(Data records)

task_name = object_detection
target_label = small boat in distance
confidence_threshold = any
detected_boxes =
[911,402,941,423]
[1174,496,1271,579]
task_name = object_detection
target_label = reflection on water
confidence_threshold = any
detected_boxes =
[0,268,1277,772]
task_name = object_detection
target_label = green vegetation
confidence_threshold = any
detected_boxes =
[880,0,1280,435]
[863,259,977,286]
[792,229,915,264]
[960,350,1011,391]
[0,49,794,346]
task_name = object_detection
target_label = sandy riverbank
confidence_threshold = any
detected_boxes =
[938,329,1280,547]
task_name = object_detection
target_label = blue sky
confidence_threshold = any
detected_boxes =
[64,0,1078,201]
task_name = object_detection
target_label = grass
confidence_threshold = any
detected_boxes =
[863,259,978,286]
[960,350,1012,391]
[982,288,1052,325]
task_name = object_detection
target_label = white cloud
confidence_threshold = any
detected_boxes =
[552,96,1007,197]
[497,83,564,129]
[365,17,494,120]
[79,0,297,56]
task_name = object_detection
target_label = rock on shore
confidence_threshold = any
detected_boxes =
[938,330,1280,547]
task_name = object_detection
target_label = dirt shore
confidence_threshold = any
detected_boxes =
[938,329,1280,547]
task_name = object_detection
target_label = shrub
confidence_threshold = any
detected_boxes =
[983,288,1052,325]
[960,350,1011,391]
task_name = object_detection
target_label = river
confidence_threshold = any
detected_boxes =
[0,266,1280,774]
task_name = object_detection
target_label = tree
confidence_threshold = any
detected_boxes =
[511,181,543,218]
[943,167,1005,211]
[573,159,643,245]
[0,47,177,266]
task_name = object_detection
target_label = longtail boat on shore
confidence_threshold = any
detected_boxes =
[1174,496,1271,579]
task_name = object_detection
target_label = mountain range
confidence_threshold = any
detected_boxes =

> PROBLEM STATEMENT
Reproduce the data above verbatim, from its very beginning down to and including the line that contains "[0,268,1277,772]".

> ANSWER TO THE EXERCISE
task_name = object_detection
target_label = small boat in distance
confidence_threshold = any
detected_boxes =
[911,402,941,423]
[1174,496,1271,579]
task_name = object_detection
target_label = reflection on water
confidence_threshold = any
detected_boxes =
[0,268,1277,772]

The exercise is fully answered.